##### Liste des items
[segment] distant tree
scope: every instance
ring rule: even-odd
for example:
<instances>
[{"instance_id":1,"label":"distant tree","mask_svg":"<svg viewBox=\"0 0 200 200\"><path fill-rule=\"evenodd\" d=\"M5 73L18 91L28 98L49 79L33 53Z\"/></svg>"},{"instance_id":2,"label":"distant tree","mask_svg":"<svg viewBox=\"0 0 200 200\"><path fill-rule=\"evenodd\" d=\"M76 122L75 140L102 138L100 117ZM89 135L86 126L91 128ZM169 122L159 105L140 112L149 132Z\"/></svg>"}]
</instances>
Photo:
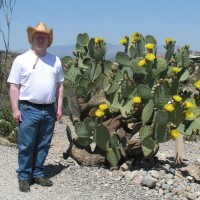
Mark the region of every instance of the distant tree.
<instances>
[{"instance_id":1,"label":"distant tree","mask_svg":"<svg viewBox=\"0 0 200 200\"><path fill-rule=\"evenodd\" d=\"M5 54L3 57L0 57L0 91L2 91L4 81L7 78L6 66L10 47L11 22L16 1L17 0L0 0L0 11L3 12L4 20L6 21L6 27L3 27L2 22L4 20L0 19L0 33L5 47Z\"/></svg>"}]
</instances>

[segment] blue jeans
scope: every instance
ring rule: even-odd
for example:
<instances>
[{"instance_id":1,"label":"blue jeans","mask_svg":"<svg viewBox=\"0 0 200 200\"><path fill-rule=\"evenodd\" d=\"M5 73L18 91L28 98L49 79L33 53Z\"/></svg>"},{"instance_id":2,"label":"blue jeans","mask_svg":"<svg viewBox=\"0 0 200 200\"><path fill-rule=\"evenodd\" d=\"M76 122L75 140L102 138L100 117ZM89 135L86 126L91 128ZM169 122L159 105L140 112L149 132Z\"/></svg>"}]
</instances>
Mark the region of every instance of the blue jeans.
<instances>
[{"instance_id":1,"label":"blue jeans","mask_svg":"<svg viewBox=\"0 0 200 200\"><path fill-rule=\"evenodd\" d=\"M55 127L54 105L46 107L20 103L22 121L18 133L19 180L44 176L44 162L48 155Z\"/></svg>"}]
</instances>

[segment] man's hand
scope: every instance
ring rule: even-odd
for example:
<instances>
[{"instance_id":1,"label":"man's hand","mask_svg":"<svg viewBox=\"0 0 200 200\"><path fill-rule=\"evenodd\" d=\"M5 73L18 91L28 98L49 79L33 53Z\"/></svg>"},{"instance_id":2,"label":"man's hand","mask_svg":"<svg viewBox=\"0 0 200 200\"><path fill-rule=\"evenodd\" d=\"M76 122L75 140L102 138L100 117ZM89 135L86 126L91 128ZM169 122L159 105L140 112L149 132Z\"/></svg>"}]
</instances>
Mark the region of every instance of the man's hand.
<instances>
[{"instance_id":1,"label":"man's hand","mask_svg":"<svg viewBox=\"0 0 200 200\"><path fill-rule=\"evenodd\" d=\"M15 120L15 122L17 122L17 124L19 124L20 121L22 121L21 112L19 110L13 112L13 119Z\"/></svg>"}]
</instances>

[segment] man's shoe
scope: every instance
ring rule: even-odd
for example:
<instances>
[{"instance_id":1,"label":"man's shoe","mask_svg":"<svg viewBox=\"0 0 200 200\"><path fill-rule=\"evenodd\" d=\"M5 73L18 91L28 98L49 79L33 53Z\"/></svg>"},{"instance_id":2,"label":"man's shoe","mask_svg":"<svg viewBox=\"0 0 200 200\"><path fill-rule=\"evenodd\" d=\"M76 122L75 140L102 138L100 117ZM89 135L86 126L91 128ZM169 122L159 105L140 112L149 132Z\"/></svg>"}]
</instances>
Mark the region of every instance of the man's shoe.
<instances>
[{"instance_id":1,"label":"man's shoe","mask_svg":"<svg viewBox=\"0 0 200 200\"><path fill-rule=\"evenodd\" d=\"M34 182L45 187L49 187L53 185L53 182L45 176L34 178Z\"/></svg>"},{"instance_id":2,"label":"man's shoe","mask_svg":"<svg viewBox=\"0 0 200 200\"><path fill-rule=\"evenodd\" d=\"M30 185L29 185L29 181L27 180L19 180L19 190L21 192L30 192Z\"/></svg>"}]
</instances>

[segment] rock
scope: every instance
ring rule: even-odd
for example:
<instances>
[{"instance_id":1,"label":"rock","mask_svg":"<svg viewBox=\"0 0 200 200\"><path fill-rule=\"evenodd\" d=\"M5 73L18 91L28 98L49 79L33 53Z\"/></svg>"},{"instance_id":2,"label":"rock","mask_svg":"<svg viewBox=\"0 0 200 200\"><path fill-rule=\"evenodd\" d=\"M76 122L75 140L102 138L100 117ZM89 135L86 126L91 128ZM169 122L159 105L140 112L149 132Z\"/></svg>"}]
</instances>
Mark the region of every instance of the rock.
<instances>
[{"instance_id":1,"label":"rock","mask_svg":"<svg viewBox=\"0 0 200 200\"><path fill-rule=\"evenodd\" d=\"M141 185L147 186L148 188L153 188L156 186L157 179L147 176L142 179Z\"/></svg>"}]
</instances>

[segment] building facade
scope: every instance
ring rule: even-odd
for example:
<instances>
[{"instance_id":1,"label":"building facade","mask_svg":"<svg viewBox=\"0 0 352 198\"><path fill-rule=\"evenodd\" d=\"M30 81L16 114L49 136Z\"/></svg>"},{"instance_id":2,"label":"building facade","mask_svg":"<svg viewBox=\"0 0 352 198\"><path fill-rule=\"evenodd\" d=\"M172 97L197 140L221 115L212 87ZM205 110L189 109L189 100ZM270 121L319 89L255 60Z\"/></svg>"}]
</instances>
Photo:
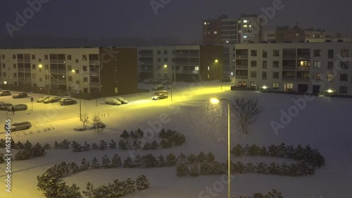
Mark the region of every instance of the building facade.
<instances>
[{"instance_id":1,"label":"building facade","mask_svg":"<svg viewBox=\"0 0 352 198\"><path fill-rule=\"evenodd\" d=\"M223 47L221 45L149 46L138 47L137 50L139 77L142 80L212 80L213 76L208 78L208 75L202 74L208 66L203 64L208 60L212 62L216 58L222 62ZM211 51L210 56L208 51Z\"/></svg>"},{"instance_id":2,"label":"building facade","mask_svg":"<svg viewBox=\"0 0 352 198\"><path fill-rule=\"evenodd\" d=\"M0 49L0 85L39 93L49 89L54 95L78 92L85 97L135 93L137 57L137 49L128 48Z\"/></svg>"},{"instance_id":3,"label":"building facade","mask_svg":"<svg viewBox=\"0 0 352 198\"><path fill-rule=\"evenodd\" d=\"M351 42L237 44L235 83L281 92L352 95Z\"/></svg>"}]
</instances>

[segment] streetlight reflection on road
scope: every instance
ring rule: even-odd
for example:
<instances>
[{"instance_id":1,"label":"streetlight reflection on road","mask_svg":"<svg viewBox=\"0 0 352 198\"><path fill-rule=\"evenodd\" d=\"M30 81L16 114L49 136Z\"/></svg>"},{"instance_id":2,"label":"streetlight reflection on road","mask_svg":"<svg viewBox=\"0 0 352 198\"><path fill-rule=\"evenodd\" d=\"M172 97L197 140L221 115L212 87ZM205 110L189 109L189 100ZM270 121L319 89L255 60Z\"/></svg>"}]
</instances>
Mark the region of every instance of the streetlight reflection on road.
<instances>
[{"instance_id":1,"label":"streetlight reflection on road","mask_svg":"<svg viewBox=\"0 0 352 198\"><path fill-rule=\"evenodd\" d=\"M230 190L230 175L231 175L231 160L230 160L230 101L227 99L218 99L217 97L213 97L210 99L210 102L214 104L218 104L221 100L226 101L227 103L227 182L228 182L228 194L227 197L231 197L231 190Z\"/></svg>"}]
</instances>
##########
• _Consigne_
Mettez à jour la partie des items qui commence à la ligne contenant « [segment] streetlight reflection on road » et va jusqu'à la fin des items, en remplaçant « scope » par « extent ». Redonnez seulement ces lignes, sans aucune autre modification.

• _Réponse à l'exercice_
[segment] streetlight reflection on road
extent: every instance
ring rule: even-odd
for example:
<instances>
[{"instance_id":1,"label":"streetlight reflection on road","mask_svg":"<svg viewBox=\"0 0 352 198\"><path fill-rule=\"evenodd\" d=\"M30 81L16 114L49 136Z\"/></svg>"},{"instance_id":2,"label":"streetlight reflection on road","mask_svg":"<svg viewBox=\"0 0 352 198\"><path fill-rule=\"evenodd\" d=\"M172 97L197 140L221 115L212 87ZM205 110L189 109L189 100ZM270 121L319 89L255 60Z\"/></svg>"}]
</instances>
Mark the region of every instance of the streetlight reflection on road.
<instances>
[{"instance_id":1,"label":"streetlight reflection on road","mask_svg":"<svg viewBox=\"0 0 352 198\"><path fill-rule=\"evenodd\" d=\"M230 190L230 175L231 175L231 160L230 160L230 101L227 99L218 99L217 97L213 97L210 99L210 102L214 104L218 104L221 100L226 101L227 103L227 182L228 182L228 194L227 197L231 197L231 190Z\"/></svg>"}]
</instances>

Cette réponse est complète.